Excerpt:
Rufus M. Yale was born January 17, 1822, the son of Jane Stubbs and David Yale of Norwich, Connecticut, great-grandson of Capt. Theophilus Yale, members of the Yale family. His granduncles were Theophilus Yale of New Brunswick, Canada, father of fur trader James Murray Yale of the Hudson's Bay Company, and Capt. Elihu Yale of Connecticut.

His aunt, Eliza Yale of Caldwell Manor, Quebec, became the grandmother of philanthropist Laura Almina Wood, daughter-in-law of Lt. Gov. Julius Catlin, and member of the family of Julia H. Catlin of Chateau d'Annel, France, and Senator Chauncey Depew, railroad president for Cornelius Vanderbilt.

==Biography==

Yale attended school in Yarmouth and studied under a private teacher from Newburyport, Massachusetts. He then embarked on a ship and went on a trip for two years at sea, which he returned in 1840, and started learning the trade of a sailmaker in Newburyport. He continued his trade in Boston in 1848, and added in 1852, the manufacturing of tents and awnings. His firm R. M. Yale & Co., established in 1847, would become a manufacturer of flags, banners and other campaign merchandise, including yacht flags. They also added the manufacture of aquapelle goods for wagon and horse coverings, large tents for political meetings, Italian awnings, tarpaulins, carriage and stage aprons, sackings, political flags and the American flag.

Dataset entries
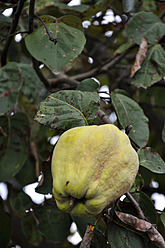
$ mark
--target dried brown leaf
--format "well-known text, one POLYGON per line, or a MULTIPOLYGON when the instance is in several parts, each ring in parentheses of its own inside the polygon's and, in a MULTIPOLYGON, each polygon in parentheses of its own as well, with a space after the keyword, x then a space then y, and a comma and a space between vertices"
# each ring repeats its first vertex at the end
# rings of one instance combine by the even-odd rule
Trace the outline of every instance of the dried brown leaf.
POLYGON ((118 211, 116 211, 115 213, 122 222, 132 226, 138 231, 147 232, 151 241, 155 242, 158 247, 165 248, 165 241, 162 235, 157 231, 152 223, 149 223, 148 221, 142 219, 138 219, 131 214, 121 213, 118 211))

Required actions:
(A) According to the biography excerpt, in what year was the firm R. M. Yale & Co. established?
(B) Reproduce the biography excerpt word for word, starting at "Rufus M. Yale" and ending at "for Cornelius Vanderbilt.".
(C) Using the biography excerpt, explain how Rufus M. Yale was connected to the fur trader James Murray Yale.

Outputs by task:
(A) 1847

(B)
Rufus M. Yale was born January 17, 1822, the son of Jane Stubbs and David Yale of Norwich, Connecticut, great-grandson of Capt. Theophilus Yale, members of the Yale family. His granduncles were Theophilus Yale of New Brunswick, Canada, father of fur trader James Murray Yale of the Hudson's Bay Company, and Capt. Elihu Yale of Connecticut.

His aunt, Eliza Yale of Caldwell Manor, Quebec, became the grandmother of philanthropist Laura Almina Wood, daughter-in-law of Lt. Gov. Julius Catlin, and member of the family of Julia H. Catlin of Chateau d'Annel, France, and Senator Chauncey Depew, railroad president for Cornelius Vanderbilt.

(C) James Murray Yale of the Hudson's Bay Company was the son of Theophilus Yale of New Brunswick, Canada. That Theophilus Yale was one of Rufus M. Yale's granduncles.